§ Tekstfragment:
----

Wijziging Warenwetregeling Verontreinigingen in levensmiddelen

Regeling van de Minister van Volksgezondheid, Welzijn en Sport van 22 februari 2007, nr. VGP/VV 2750251, houdende wijziging van de Warenwetregeling Verontreinigingen in levensmiddelen

De Minister van Volksgezondheid, Welzijn en Sport,

Handelende in overeenstemming met de Ministers van Landbouw, Natuur en Voedselkwaliteit, en van Economische Zaken;

Gelet op:

– verordening (EG) nr. 1881/2006 van de Commissie van de Europese Gemeenschappen van 19 december 2006 tot vaststelling van de maximumgehalten aan bepaalde verontreinigingen in levensmiddelen (PbEU L 364);

– artikel 15, eerste lid, van de Warenwet;

– artikel 12, derde lid, van het Warenwetbesluit Bereiding en behandeling van levensmiddelen;

Besluit:

Artikel I

De Warenwetregeling Verontreinigingen in levensmiddelen1 wordt als volgt gewijzigd:

A

Artikel 1, eerste lid, onder c, komt te luiden:

c. verordening (EG) 1881/2006: verordening (EG) nr. 1881/2006 van de Commissie van de Europese Gemeenschappen van 19 december 2006 tot vaststelling van de maximumgehalten aan bepaalde verontreinigingen in levensmiddelen (PbEU L 364);.

B

Na artikel 1 wordt een artikel ingevoegd, luidende:

Artikel 1a

Het is verboden te handelen in strijd met de artikelen 1, eerste lid, 3, en 5, van verordening (EG) 1881/2006.

C

Artikel 8 komt te luiden:

Artikel 8

In afwijking van de bijlage I, punt 1.1, van verordening (EG) 1881/2006, bedraagt het nitraatgehalte van in Nederland geproduceerde, niet voor uitvoer bestemde spinazie ten hoogste:

a. 4500 mg/kg, voor spinazie die geoogst is in de periode van 1 oktober tot en met 31 maart;

b. 3500 mg/kg, voor spinazie die geoogst is in de periode van 1 april tot en met 30 september.

D

Artikel 10 wordt als volgt gewijzigd:

1. Het tweede lid vervalt.

2. Het derde en vierde lid worden vernummerd tot tweede en derde lid vervolgens wordt ‘verordening (EG) 466/2001’ steeds vervangen door: verordening (EG) 1881/2006.

----

§ Rijen uit dataset:
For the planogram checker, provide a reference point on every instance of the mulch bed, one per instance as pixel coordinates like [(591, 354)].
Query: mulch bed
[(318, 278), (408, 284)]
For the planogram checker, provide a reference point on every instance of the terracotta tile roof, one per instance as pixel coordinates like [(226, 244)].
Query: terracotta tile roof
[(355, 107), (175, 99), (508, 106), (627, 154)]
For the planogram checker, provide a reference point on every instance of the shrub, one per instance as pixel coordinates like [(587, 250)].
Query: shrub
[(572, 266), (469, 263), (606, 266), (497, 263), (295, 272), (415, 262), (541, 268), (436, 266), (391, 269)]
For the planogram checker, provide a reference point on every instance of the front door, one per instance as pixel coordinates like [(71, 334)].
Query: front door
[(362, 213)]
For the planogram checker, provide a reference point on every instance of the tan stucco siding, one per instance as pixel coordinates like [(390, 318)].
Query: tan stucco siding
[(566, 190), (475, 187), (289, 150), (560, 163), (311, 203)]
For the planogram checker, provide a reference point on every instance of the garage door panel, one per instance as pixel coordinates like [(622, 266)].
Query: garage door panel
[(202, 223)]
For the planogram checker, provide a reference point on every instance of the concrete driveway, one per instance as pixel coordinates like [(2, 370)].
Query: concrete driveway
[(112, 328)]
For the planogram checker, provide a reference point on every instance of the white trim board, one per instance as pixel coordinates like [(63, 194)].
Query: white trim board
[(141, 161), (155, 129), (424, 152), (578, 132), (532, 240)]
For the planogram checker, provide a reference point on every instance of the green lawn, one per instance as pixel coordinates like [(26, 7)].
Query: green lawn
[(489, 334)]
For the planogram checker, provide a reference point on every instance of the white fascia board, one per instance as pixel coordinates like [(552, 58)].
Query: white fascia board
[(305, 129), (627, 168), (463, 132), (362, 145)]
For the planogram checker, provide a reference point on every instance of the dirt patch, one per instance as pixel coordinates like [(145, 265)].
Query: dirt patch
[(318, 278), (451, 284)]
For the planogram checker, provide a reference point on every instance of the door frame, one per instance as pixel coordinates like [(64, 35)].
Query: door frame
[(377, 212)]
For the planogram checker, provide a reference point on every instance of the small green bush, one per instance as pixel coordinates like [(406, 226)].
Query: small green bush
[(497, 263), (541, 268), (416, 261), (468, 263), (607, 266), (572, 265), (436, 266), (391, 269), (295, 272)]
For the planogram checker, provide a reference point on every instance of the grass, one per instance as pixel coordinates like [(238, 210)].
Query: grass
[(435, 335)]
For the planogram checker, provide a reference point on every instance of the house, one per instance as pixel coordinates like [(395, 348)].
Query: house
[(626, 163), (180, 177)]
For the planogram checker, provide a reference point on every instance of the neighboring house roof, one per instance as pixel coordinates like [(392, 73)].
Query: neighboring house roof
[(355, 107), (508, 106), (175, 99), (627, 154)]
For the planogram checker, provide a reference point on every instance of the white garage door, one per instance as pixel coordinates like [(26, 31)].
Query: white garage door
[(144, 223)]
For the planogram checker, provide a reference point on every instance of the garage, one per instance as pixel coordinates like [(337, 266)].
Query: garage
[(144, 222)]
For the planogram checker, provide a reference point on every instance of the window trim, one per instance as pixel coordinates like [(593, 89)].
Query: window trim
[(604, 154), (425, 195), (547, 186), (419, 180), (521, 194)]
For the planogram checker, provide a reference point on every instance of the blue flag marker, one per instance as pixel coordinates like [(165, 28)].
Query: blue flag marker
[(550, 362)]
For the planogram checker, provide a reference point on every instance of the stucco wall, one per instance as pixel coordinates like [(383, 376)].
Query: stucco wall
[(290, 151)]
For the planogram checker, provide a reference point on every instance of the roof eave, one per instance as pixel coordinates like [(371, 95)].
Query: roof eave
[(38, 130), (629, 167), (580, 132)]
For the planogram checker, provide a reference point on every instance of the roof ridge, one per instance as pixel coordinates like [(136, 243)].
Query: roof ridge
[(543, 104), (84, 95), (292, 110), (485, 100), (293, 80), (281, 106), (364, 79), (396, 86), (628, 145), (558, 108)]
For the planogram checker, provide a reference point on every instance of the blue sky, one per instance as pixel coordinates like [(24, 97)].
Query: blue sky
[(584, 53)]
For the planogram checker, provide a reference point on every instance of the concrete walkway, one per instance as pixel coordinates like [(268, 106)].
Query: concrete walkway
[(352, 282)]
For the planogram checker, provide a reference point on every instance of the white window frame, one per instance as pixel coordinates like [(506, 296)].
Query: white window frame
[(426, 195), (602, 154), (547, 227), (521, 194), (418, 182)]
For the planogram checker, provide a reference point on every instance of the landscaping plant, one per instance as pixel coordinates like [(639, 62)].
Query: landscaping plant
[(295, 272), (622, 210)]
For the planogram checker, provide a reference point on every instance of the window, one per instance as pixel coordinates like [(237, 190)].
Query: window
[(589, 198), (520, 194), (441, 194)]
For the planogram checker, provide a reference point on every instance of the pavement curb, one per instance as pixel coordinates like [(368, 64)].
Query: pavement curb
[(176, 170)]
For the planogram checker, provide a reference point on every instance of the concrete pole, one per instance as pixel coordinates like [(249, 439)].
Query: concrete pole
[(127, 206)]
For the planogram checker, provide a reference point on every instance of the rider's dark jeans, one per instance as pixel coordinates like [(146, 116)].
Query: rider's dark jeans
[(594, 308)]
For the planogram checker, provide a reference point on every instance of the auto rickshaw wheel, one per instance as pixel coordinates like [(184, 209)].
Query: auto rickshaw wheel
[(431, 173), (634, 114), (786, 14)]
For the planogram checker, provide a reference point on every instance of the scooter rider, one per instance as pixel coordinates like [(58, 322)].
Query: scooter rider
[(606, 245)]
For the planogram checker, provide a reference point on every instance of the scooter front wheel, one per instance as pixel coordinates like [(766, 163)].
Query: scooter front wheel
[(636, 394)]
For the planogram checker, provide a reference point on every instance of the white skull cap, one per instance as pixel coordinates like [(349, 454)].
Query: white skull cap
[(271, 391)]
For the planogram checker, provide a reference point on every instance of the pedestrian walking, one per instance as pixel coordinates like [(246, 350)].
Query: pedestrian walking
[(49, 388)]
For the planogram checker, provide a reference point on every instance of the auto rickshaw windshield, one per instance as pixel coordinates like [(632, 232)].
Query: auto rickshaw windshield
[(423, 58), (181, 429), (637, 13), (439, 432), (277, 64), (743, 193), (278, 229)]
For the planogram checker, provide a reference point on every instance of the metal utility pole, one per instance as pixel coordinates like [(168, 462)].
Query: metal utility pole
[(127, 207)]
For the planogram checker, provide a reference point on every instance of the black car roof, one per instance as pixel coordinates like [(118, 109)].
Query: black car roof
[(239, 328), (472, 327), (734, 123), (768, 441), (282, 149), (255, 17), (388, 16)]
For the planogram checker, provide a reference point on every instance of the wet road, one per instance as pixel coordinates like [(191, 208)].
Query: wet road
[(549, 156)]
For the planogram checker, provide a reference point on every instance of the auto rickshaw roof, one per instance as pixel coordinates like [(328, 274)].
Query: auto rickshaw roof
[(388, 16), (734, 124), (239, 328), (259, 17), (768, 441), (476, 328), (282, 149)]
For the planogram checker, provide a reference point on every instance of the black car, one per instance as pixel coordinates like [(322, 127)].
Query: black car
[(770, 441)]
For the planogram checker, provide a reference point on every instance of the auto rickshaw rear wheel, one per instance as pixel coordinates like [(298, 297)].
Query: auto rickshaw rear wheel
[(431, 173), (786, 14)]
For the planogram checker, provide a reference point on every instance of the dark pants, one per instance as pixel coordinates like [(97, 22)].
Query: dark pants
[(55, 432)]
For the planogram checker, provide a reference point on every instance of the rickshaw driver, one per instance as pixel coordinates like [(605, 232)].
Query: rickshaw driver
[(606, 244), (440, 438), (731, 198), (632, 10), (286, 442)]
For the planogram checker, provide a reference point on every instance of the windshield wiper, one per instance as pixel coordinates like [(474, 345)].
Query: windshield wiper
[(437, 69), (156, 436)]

----

§ Uit te voeren:
Haal uit de wijzigingsregeling het stuk dat opent met de woorden waarin "In afwijking van" staat en sluit met "tweede lid vervalt.". Neem het woord voor woord over.

§ Antwoord op opgave:
In afwijking van de bijlage I, punt 1.1, van verordening (EG) 1881/2006, bedraagt het nitraatgehalte van in Nederland geproduceerde, niet voor uitvoer bestemde spinazie ten hoogste:

a. 4500 mg/kg, voor spinazie die geoogst is in de periode van 1 oktober tot en met 31 maart;

b. 3500 mg/kg, voor spinazie die geoogst is in de periode van 1 april tot en met 30 september.

D

Artikel 10 wordt als volgt gewijzigd:

1. Het tweede lid vervalt.